▶ Texte à lire
J’arrête là la liste mais je pourrais continuer. Bien sûr, face à toutes ces priorités, nous faisons des choix, mais la gestion du quotidien prend parfois le dessus et mène à l’épuisement. De nombreux collègues cherchent une porte de sortie vers un emploi public dans un ministère moins maltraitant que le nôtre. Vous le savez, des collègues nous ont quittés dans des circonstances tragiques. D’autre renoncent à entrer dans la profession car la violence systémique de la gouvernance est maintenant très visible.
Face à l’opinion ou à la rue, nos gouvernants ont choisi les éléments de langage et le buzz, en nous piétinant.
Le ministre nouvellement nommé n’a-t-il pas déclaré au bout de quelques heures qu’il serait le ministre du retour de l’autorité à l’école ? Eh bien chiche ! Et pour commencer dès maintenant, nous vous invitons, monsieur le recteur, à ne pas proposer d’annuler en appel la décision d’un conseil de discipline alors que la procédure a été respectée. Nous invitons mesdames et messieurs les DASEN à répondre avec diligence aux parents qui nous mettent en cause. Parfois, nous attendons longtemps le courrier de soutien, parfois, il n’arrive pas. Trop de parents défendent leur progéniture contre le collectif. Nous ne pouvons pas être les seuls à leur rappeler leurs obligations. Nous avons besoin de bien davantage que des lettres-types à envoyer aux parents. Sans changement véritable de posture à tous les niveaux, les mots du ministre ne seront, comme bien d’autres, que des éléments de langage.

▶ Données fournies
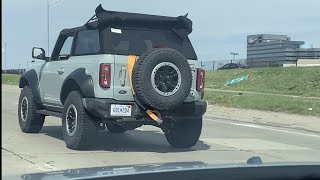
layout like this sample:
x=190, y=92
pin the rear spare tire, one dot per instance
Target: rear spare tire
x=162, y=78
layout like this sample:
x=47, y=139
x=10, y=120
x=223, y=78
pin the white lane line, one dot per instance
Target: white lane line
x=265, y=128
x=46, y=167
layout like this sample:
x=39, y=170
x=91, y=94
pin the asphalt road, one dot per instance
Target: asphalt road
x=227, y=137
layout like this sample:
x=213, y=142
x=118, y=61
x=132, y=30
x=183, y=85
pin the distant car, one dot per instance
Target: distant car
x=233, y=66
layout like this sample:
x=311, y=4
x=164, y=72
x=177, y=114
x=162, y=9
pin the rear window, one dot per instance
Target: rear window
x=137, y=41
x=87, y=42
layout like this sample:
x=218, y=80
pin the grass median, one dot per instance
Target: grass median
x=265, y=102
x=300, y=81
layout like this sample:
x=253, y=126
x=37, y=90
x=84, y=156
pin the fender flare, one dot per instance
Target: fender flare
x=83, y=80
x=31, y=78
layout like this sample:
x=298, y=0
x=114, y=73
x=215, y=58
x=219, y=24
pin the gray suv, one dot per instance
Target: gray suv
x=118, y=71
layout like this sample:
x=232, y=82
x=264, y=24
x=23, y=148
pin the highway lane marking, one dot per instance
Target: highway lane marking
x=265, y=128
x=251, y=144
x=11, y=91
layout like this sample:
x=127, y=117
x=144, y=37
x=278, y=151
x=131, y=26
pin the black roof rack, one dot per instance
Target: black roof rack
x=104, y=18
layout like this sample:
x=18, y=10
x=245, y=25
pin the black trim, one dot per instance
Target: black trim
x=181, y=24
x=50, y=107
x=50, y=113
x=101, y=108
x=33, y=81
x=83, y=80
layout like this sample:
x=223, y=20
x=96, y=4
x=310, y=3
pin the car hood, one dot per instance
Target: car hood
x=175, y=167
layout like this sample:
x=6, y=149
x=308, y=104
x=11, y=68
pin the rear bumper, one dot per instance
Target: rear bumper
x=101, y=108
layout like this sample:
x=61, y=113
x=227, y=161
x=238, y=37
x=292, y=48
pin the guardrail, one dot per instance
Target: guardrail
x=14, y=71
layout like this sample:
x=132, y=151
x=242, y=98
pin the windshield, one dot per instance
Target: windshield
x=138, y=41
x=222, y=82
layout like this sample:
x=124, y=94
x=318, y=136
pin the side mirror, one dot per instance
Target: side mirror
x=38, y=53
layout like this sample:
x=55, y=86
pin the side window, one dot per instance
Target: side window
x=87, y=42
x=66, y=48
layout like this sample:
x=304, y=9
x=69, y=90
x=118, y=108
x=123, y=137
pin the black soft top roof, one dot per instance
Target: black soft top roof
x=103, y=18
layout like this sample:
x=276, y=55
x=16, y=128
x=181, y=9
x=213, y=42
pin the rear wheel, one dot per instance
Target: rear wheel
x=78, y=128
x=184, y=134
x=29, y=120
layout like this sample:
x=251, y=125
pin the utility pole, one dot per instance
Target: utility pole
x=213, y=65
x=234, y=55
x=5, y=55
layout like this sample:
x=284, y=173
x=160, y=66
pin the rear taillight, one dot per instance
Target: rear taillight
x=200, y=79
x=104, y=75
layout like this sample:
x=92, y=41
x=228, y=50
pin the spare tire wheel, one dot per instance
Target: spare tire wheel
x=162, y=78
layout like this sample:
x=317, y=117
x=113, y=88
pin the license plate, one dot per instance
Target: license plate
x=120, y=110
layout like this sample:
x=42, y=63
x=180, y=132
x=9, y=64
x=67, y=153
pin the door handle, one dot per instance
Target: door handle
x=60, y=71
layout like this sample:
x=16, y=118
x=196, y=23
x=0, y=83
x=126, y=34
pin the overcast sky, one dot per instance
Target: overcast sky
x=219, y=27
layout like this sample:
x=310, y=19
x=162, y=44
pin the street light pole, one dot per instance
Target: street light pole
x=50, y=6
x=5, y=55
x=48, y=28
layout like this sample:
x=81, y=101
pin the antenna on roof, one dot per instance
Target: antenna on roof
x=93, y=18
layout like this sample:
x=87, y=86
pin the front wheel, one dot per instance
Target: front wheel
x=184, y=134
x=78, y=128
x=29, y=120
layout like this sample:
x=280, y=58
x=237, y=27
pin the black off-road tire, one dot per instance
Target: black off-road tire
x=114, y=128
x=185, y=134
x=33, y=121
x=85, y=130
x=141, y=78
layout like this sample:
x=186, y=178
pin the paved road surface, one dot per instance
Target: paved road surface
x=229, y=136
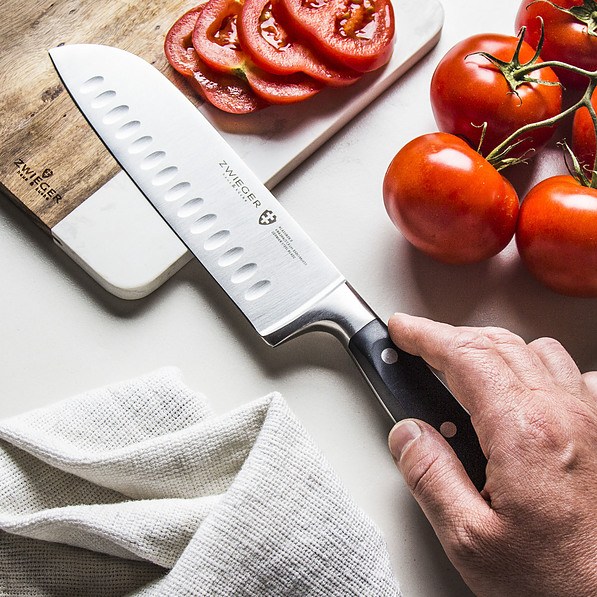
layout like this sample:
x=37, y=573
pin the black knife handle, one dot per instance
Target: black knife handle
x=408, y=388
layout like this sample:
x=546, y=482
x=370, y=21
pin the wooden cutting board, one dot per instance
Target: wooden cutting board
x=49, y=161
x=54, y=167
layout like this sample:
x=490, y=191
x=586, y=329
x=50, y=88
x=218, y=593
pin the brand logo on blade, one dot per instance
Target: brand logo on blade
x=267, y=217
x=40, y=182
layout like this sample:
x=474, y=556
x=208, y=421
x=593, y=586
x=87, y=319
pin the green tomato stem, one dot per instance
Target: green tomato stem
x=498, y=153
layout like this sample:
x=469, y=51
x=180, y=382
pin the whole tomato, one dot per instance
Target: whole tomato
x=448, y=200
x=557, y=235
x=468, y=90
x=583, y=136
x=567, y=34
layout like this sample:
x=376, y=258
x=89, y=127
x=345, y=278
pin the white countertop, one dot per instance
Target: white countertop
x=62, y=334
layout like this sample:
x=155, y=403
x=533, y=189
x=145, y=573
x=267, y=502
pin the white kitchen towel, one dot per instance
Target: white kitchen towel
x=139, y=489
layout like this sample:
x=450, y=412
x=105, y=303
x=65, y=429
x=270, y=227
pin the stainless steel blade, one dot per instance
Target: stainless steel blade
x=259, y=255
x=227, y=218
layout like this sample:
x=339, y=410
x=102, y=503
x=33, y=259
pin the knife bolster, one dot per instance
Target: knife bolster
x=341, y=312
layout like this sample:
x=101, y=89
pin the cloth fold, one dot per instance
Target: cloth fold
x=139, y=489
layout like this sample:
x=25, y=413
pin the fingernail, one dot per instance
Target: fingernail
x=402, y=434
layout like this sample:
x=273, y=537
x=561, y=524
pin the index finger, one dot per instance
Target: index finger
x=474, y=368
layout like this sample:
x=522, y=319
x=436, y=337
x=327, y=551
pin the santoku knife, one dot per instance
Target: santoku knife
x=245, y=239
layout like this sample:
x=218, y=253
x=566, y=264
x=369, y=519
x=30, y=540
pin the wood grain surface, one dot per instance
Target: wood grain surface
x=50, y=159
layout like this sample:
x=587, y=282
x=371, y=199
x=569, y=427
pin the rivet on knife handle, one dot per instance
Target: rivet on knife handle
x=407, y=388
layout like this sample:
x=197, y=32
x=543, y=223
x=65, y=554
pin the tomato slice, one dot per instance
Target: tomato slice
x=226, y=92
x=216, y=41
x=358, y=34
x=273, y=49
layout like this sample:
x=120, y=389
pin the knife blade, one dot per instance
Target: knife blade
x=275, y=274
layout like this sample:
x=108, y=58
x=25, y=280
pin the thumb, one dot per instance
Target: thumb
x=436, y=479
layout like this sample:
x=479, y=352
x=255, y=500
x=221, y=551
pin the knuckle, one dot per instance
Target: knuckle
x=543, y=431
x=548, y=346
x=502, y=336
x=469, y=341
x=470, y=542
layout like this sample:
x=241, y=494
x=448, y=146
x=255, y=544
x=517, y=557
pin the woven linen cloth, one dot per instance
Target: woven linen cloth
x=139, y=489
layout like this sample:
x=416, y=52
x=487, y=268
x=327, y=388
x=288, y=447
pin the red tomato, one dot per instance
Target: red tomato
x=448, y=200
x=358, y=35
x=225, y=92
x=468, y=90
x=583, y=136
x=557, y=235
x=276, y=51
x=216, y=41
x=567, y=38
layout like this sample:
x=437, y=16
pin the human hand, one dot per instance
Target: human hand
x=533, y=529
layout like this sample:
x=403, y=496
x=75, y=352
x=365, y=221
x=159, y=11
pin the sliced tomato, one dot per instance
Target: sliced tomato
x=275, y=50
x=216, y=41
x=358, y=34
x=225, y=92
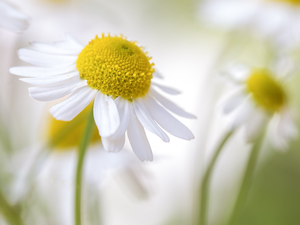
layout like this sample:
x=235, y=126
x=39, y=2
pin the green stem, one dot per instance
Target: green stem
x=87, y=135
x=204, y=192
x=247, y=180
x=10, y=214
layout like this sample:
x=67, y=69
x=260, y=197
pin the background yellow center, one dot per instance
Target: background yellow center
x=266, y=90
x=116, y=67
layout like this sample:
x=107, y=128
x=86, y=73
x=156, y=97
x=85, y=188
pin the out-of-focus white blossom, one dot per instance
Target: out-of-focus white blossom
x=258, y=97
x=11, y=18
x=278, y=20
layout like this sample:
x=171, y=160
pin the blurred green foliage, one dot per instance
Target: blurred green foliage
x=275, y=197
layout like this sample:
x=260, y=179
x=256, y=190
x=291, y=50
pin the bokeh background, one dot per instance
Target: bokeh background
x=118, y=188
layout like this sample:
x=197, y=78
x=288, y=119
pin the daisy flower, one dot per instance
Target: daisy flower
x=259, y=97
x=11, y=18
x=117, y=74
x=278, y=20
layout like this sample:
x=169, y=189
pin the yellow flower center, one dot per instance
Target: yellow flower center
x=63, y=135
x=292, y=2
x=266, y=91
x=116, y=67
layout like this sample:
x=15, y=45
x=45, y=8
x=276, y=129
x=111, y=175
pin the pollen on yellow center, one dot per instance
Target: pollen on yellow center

▶ Consigne
Poursuivez la déclaration adressée au recteur sur l'autorité à l'école en reprenant juste après sa dernière phrase.

▶ Réponse
L’autorité n’est pas l’autoritarisme, elle ne se décrète pas. L’autorité c’est la faculté d’être écouté et obéi. Elle s’appuie sur la compétence des acteurs éducatifs à l’heure où chacun s’improvise expert.
Concernant la laïcité, Indépendance et direction a alerté le ministère il y a plus d’un an (en juin 2022) et nous nous réjouissons que cette problématique soit finalement reconnue par tous après qu’elle a été minimisée voire ignorée par beaucoup. Nous attendons maintenant un texte clair sur le port des abayas et des qamis. Le ministre a déclaré hier vouloir écouter davantage les chefs d’établissement. Pourvu que cette déclaration soit suivie d’effets !
Indépendance et Direction demande depuis plus d’un an que la question de nos conditions de travail soit traitée en CSA ministériel. Nous demandons également que la revalorisation de notre rémunération soit étudiée avec sérieux. Dans le contexte de revalorisation des enseignants, et compte tenu de nos conditions de travail, qui voudra demain devenir personnel de direction ? La question de notre sécurité se pose également après le drame de Lisieux. Monsieur le Recteur, quand une alarme sonne au rectorat, est-ce vous qui allez voir ?
Compte tenu de tout cela, la rentrée est difficile.
La pénurie d’enseignants pèse très lourdement sur nos épaules. En dépit des efforts de réorganisation des services de la DPE, de nombreux jumelages de postes de professeurs n’étaient pas connus en juillet. Certains ne le sont pas aujourd’hui.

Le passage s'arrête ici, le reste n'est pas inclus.